### ACTIVITY LIST
- A) Decide whether each statement below agrees with the insomnia post, and answer yes or no for each, quoting the words of the insomnia post that decide it: (i) reading the news takes about 15 minutes when the ads are included; (ii) the sleepless person gets up and takes a melatonin; (iii) the worry is about hearing an old dog breathing.
- B) Write out the part of the insomnia post starting at "How do you turn" and ending at "she had BeriBeri.", renaming "garage" as "basement".

### PASSAGE PROVIDED
------------------------------------------------------------

Monday, May 27, 2013

Insomnia!

How do you turn off your brain?  you lay down most nights and the next thing you know its time to get up.  But sometimes.....you remember weird things, like putting that box from your parents house in the garage, but you aren't sure where, or those 2 kids that drove you nuts back when you were teaching, or you get stuck trying to remember the last name of that poor child in your second grade that looked like she had BeriBeri.
  So you get up and take a valerian, and spend an hour focused on whether you can hear the old cat breathing, because it will suck if you wake up, move and you touch a dead cat in the morning.  Might be a panicky moment.  Then you get up, wash your face, make a cup of coffee and go read the news--which is a combination of horrible, ridiculous, and political, and takes about 15 minutes if you read the ads, also.
  Then you go take a shower, change the sheets (princess and the pea comes to mind), lay down and try it again despite the fact you need to get up in an hour or two.
  

For Memorial Day--thoughts

It's Memorial Day.

------------------------------------------------------------

### GIVEN DATA
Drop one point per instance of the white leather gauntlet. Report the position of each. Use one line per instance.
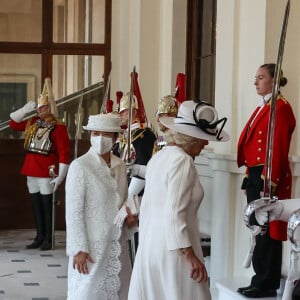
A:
(63, 169)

------------------------------------------------------------

### TASK-BY-TASK SOLUTIONS
- A)
(i) Yes: "takes about 15 minutes if you read the ads, also."
(ii) No: "So you get up and take a valerian"
(iii) No: "whether you can hear the old cat breathing"

- B)
How do you turn off your brain?  you lay down most nights and the next thing you know its time to get up.  But sometimes.....you remember weird things, like putting that box from your parents house in the basement, but you aren't sure where, or those 2 kids that drove you nuts back when you were teaching, or you get stuck trying to remember the last name of that poor child in your second grade that looked like she had BeriBeri.